▶
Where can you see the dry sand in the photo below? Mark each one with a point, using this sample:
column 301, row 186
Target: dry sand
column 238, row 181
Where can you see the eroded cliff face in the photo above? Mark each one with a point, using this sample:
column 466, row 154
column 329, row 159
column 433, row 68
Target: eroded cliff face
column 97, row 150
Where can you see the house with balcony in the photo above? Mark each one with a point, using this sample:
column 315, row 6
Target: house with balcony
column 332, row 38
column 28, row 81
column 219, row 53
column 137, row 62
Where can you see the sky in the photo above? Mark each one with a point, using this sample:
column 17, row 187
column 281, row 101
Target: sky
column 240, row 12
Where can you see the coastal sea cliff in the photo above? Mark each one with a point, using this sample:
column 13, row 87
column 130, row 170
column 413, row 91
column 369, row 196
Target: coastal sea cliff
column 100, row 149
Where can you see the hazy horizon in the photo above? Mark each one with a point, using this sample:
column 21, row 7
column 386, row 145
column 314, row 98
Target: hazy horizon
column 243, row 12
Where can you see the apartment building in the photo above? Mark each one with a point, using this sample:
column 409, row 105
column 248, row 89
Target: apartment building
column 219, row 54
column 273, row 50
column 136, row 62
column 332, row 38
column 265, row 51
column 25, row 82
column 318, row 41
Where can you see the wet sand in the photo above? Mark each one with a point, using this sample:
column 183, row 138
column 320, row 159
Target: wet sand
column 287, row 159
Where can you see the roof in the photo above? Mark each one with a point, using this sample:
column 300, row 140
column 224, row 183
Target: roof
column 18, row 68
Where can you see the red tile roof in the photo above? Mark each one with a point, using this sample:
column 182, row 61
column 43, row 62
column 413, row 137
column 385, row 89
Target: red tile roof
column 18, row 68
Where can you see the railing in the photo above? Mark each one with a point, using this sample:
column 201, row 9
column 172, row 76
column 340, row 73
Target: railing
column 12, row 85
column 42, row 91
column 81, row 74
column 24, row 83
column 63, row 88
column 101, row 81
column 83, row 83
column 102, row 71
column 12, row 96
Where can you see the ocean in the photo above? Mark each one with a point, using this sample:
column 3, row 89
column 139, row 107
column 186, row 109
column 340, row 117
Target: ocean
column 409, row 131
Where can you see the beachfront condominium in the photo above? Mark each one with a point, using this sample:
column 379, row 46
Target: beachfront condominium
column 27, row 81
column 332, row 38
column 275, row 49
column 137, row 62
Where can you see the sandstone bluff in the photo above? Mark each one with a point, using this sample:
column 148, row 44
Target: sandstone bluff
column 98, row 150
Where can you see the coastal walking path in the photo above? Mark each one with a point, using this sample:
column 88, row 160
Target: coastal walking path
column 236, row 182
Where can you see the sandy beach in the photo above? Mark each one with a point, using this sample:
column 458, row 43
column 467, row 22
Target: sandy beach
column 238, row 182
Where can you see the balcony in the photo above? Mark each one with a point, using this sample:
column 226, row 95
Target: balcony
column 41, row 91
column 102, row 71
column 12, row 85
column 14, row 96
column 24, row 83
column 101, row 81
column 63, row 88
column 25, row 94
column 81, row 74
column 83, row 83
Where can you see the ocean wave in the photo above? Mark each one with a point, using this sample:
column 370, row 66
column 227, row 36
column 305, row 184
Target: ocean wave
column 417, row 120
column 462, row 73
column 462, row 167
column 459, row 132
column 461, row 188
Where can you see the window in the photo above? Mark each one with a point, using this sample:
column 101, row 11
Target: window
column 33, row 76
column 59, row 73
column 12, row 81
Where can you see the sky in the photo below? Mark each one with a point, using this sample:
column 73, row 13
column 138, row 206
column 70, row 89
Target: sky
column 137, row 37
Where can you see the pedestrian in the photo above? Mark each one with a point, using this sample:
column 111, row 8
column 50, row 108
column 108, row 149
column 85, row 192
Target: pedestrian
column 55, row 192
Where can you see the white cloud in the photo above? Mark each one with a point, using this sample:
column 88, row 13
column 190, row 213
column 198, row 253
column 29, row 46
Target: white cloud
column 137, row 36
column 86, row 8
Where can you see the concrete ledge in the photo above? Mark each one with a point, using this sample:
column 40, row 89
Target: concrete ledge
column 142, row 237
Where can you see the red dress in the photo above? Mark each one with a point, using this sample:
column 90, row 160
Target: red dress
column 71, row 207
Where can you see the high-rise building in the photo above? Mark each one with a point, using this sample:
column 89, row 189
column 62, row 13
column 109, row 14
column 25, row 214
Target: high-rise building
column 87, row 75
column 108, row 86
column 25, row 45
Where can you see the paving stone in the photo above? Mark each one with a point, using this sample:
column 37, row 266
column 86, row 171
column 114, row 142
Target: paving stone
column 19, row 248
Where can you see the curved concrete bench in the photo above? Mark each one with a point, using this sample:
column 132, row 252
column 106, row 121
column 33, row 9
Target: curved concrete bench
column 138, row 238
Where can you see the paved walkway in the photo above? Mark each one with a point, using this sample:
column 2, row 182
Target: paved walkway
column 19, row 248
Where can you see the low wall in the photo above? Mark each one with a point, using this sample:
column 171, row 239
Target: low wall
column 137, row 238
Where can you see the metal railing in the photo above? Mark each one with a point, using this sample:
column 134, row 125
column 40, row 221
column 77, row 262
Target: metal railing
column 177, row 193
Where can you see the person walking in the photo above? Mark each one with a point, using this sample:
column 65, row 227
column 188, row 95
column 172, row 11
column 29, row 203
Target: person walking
◀
## Exercise directions
Go through the records and report each line that contains "person".

## Answer box
Where can you see the person walking in the photo above? Mark each one with a point, using this sample:
Target: person walking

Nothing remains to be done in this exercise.